YOUR INSTRUCTIONS: Format the lines of the rows below as a numbered list, beginning with the line that contains "Mark the ceiling fan in" and continuing through the last line of the rows, with both ends included. Leave out any blank lines.

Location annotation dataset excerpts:
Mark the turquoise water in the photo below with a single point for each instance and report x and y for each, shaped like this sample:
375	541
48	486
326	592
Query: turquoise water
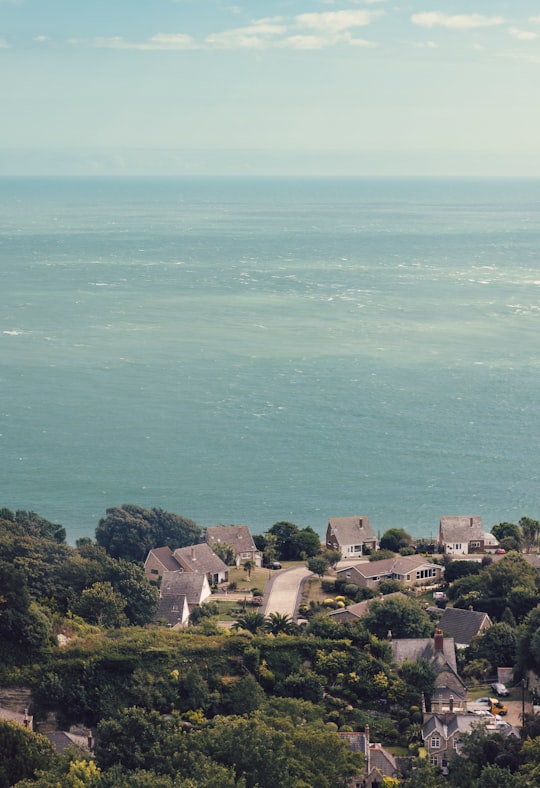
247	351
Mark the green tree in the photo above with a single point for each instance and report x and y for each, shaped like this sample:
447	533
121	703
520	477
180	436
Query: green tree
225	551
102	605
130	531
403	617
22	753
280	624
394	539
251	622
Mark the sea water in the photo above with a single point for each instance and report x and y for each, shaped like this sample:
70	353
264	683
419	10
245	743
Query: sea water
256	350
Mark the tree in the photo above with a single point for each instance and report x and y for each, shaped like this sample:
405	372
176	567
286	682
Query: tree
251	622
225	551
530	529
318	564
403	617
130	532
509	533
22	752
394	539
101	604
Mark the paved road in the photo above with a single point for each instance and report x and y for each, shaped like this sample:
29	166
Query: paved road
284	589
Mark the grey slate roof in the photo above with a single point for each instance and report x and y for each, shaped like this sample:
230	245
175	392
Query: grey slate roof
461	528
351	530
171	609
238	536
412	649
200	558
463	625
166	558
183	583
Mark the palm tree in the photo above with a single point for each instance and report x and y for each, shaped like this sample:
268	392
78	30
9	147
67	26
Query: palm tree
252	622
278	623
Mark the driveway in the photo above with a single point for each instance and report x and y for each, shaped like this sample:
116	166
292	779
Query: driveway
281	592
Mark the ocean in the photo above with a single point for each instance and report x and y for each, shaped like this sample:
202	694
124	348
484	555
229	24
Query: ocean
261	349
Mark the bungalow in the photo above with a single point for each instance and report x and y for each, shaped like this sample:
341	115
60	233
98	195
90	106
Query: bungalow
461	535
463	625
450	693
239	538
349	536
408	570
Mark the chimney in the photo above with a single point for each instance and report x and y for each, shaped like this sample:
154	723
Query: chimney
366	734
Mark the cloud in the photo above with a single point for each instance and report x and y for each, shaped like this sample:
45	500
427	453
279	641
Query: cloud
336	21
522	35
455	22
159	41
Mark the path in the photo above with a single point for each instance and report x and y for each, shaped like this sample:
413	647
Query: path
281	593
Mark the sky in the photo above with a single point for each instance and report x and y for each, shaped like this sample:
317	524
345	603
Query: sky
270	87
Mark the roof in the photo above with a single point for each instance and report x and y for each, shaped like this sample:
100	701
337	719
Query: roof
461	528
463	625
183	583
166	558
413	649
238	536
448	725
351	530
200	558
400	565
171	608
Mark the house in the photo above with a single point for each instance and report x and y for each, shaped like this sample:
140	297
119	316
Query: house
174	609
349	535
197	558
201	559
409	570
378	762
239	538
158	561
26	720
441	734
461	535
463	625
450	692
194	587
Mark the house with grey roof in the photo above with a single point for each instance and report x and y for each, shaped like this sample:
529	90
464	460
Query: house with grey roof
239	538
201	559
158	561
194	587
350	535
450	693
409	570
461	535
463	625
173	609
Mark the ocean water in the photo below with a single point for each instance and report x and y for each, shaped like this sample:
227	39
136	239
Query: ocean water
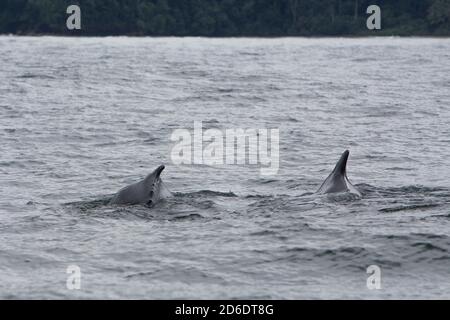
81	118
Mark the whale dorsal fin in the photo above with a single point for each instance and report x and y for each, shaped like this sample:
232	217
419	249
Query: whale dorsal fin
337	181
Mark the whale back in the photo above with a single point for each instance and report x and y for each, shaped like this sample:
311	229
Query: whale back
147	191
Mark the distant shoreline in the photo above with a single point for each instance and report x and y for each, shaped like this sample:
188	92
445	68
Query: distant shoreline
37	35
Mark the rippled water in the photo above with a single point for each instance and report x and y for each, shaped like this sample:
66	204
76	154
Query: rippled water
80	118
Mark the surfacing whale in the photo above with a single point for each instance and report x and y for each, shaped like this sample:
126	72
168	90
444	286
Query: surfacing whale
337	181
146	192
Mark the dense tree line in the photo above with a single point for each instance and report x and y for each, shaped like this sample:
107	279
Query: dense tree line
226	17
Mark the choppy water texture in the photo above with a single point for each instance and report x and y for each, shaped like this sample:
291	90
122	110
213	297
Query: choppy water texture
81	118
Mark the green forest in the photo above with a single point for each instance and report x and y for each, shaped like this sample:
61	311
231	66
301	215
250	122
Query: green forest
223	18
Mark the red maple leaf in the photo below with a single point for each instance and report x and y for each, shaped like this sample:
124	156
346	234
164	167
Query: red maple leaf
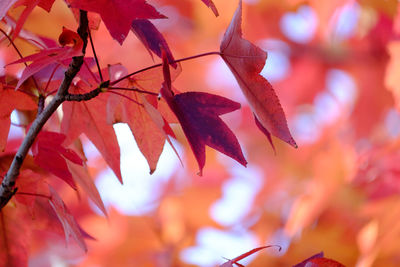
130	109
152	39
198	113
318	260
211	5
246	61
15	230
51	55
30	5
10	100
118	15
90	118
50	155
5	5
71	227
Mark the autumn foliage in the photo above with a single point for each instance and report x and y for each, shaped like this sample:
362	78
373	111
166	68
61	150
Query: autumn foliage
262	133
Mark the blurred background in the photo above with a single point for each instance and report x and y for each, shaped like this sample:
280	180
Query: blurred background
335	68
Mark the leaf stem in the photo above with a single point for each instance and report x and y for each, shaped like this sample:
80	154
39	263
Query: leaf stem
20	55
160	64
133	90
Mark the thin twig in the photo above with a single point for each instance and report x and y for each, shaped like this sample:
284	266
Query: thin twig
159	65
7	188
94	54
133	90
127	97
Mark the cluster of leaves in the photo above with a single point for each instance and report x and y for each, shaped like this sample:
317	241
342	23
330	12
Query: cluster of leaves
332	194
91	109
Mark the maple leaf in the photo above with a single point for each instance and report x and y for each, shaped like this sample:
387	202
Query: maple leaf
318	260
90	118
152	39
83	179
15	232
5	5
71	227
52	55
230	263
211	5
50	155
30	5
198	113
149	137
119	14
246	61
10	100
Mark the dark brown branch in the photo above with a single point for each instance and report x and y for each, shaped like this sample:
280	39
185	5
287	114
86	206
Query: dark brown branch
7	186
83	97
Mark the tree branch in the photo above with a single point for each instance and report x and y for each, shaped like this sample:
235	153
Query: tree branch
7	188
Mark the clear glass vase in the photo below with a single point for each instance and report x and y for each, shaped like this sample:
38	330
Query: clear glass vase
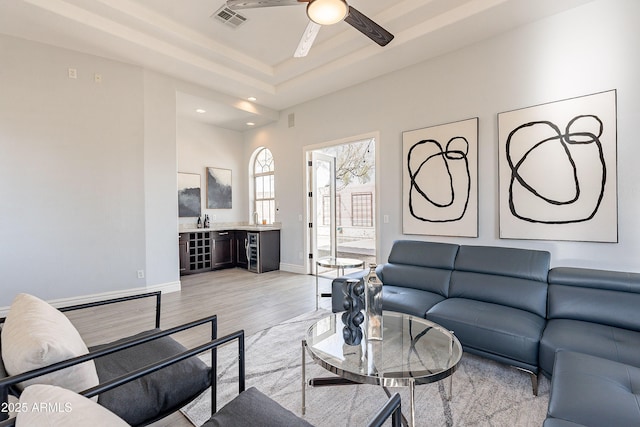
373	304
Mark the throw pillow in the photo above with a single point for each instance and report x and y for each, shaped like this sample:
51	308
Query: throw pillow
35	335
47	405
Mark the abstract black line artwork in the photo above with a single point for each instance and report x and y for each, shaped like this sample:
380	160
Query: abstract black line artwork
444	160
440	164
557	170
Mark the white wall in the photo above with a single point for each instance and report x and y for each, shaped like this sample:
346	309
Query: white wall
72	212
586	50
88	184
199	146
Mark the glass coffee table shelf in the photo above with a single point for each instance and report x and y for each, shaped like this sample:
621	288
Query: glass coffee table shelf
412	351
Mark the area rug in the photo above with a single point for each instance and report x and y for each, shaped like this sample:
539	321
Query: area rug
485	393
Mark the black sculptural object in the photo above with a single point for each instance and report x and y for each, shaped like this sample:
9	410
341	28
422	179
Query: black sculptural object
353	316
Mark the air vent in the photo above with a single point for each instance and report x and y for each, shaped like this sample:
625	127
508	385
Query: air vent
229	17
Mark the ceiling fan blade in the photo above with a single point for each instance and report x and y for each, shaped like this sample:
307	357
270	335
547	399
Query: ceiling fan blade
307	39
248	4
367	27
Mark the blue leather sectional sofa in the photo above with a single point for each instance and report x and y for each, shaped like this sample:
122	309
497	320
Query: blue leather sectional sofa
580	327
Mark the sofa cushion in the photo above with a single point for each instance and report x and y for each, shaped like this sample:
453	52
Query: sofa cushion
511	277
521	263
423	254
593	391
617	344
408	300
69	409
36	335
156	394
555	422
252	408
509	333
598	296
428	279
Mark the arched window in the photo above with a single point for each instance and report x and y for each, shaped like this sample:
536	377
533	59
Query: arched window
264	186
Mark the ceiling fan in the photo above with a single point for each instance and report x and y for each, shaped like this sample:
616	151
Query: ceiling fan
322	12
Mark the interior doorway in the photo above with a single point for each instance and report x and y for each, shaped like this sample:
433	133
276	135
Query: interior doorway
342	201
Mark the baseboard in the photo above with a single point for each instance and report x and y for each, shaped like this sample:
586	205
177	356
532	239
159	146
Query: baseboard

WRITTEN SOLUTION:
1. Mark the ceiling fan in the photo above with a single point for each instance and report x and y for each, shaped like this sample:
2. 616	151
3. Query: ceiling fan
4. 322	12
5. Mark the interior doorway in the photo above with a single point for each instance and report x and y for each, shaped like this sample:
6. 433	133
7. 276	135
8. Query: interior doorway
9. 342	201
10. Mark the baseboard in the photo above with a single point for each instance and report x and y for each, shaped like this sample:
11. 586	205
12. 177	356
13. 532	239
14. 159	146
15. Query: baseboard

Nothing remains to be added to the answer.